> EXERCISE DIRECTIONS
Without any pictures, restate the full set of records below exactly.

Point-per-instance localization data:
===

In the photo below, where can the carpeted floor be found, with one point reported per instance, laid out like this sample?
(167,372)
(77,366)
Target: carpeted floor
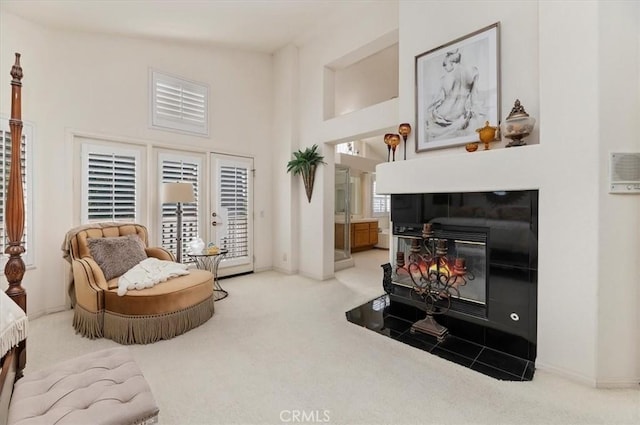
(279,350)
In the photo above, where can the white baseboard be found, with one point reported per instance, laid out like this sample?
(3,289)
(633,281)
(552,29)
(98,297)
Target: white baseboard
(605,383)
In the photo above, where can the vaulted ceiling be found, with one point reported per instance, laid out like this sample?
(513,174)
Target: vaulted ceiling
(258,25)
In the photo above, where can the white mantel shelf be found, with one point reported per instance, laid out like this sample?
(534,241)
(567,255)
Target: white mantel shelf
(516,168)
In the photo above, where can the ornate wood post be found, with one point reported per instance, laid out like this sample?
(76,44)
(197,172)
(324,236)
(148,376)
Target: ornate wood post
(14,213)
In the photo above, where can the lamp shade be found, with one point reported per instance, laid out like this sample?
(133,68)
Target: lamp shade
(177,192)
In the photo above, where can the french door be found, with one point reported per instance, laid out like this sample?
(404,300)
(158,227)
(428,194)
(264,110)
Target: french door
(231,217)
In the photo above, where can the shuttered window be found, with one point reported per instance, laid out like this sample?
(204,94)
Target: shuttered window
(234,200)
(178,104)
(27,183)
(179,168)
(381,203)
(110,183)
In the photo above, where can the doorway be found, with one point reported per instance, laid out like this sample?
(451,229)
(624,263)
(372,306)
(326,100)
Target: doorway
(342,213)
(231,216)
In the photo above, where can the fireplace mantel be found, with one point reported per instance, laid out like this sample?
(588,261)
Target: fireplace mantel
(515,168)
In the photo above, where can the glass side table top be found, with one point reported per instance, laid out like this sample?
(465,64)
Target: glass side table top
(211,262)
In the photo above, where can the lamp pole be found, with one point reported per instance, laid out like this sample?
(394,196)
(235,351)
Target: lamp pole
(179,237)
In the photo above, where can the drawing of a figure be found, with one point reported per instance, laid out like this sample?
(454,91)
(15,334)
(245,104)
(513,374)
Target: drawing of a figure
(454,107)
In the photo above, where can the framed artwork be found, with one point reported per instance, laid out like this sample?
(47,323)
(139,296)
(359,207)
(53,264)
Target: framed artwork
(458,89)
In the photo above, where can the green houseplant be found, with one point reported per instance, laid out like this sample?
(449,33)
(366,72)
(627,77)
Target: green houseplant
(305,162)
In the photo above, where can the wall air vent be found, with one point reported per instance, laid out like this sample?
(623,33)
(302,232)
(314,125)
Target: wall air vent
(624,172)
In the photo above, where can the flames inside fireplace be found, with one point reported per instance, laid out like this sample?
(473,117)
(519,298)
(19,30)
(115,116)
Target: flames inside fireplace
(466,248)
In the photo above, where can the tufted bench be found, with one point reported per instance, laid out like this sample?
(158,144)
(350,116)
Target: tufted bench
(104,387)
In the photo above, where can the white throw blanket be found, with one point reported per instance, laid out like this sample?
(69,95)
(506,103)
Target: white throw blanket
(13,324)
(148,273)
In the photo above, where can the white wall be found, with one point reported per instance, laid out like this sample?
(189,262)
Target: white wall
(99,85)
(369,81)
(619,215)
(585,108)
(316,219)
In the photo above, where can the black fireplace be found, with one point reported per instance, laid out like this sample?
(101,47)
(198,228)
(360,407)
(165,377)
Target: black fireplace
(496,233)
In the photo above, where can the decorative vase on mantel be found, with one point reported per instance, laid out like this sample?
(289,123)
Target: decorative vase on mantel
(308,177)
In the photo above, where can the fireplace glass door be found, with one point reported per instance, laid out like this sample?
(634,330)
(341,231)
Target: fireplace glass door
(470,295)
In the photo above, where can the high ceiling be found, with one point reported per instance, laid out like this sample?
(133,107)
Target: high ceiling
(257,25)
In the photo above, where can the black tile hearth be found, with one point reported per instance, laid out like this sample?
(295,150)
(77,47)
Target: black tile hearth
(395,319)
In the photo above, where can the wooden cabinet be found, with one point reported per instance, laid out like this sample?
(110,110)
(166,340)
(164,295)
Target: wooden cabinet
(364,235)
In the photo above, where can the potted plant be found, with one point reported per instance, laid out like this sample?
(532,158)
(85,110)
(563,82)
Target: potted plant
(305,163)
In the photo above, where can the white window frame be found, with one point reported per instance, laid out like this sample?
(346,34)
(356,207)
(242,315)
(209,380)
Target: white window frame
(110,149)
(28,132)
(184,91)
(201,202)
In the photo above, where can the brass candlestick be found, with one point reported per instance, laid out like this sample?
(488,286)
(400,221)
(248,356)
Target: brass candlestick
(405,129)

===

> ANSWER
In the photo below, where can the carpeted floor be found, with one point reported per instance, laid out like this sample?
(167,372)
(77,366)
Target: carpeted floor
(279,350)
In the photo above, where can the white baseboard be found, with one point reported per instance, laid out like this sample?
(3,289)
(633,281)
(552,29)
(98,297)
Target: white baseboard
(605,383)
In the photo above, where can the vaulted ceiling be found, with one point reported per instance, laid out like this sample?
(513,174)
Target: vaulted ceiling
(258,25)
In the photo above, where can the white mantel shelf be found, with one point reported per instance, laid out like this sample?
(534,241)
(567,255)
Target: white mantel shelf
(516,168)
In the photo above, where can the ornate wood post be found, with one point reported per instance, laid out like this sample?
(76,44)
(197,172)
(324,236)
(148,376)
Target: ornate wood post
(14,213)
In the photo above, where can the lamp shade be found, with one point reported per instance, laid out like this sample?
(133,68)
Target: lamp shade
(177,192)
In the photo above, where can the french door be found, with one point reported per instance, laid out like this sample?
(404,300)
(158,227)
(428,194)
(264,110)
Target: french door
(231,217)
In the photo above, where can the shuttered window be found, with one point reported per instance, laid out like this sample?
(204,94)
Target: shuttered window
(234,200)
(178,104)
(27,183)
(179,168)
(381,203)
(110,183)
In the photo above, where can the doorway be found, with one point reported per instance, laid out like this sample?
(451,229)
(624,263)
(372,306)
(326,100)
Target: doorway
(342,213)
(231,216)
In the photo above, where can the fireplace mantel be found, with one point reported per instance, laid out like this sample?
(588,261)
Target: fireplace mantel
(515,168)
In the photo above, where can the glass side table top be found, with one point reported per instance, laid out like this sample?
(465,64)
Target: glass side table top
(211,262)
In the photo above, where can the lamp pole be found, with one point reported per instance, laid out like this sample?
(394,196)
(235,351)
Target: lamp pole
(179,237)
In the photo above, where can the drawing of a figure be found, with one point reported per instance, laid out like this sample?
(454,91)
(15,334)
(245,104)
(513,374)
Target: drawing of a figure
(454,107)
In the photo above, where can the framed artwork be found, with one point reported per instance, laid out like this sample?
(47,323)
(139,296)
(359,207)
(53,264)
Target: framed artwork
(458,89)
In the photo above, where can the green houseplant be found, with one point reported per instance, laid out like this sample?
(449,33)
(366,72)
(627,77)
Target: green houseplant
(305,162)
In the photo above, where can the wall air vent be found, with one point reported per instance, laid out like this sample?
(623,33)
(302,232)
(314,125)
Target: wall air vent
(624,172)
In the photo above, where can the flames inside fireplace be found, with one point reported per instance, laid out like this sample?
(473,117)
(519,298)
(19,30)
(115,116)
Target: flames inside fireplace
(466,248)
In the photo above, where can the tufted bench be found, with one point reported per instance, laid out like this sample?
(158,144)
(350,116)
Target: tufted bench
(104,387)
In the photo above, where can the white throw blanket be found, with one point reported per instance, laid out like this sample?
(69,95)
(506,103)
Target: white throw blanket
(13,324)
(148,273)
In the photo above, where can the white wall be found, with one point reported per instance, laid out like this sample?
(189,262)
Target: white wall
(99,85)
(369,81)
(619,215)
(585,108)
(316,219)
In the photo above, where can the black fireplace be found, with one point reported per instance, laid out like this sample?
(101,47)
(198,228)
(360,407)
(165,377)
Target: black fireplace
(496,233)
In the photo above, where can the decorative vase on mantel be found, with one point reported per instance, laid out like this sample?
(289,123)
Target: decorative vase on mantel
(308,177)
In the photo above, where can the fireplace glass door be found, with one point reported per instance, laid out like this sample?
(634,330)
(341,231)
Target: fireplace glass door
(470,295)
In the photo above, where can the high ceiling be found, with one point reported per instance, laid out like this sample?
(133,107)
Target: high ceiling
(257,25)
In the photo above, where can the black tile hearth be found, with one point reported per instance, laid out like this sample?
(295,150)
(77,47)
Target: black tile hearth
(395,319)
In the photo above, where can the wooden cabinet be found, with one point reported per instance, laid out like this sample?
(110,110)
(166,340)
(164,295)
Target: wooden cabinet
(364,235)
In the photo above, where can the potted plant be found, with one point reported per instance, laid out like this sample?
(532,158)
(85,110)
(563,82)
Target: potted plant
(305,163)
In the photo above, where can the white window frame be found, with one point reported per instance, laid out like this sample?
(346,34)
(356,207)
(242,315)
(209,380)
Target: white window frame
(110,149)
(28,132)
(184,91)
(201,202)
In the photo above, where can the brass candlestick be found, with one point reported per instance, laid out like this sample?
(488,286)
(400,221)
(248,356)
Target: brass candlestick
(405,129)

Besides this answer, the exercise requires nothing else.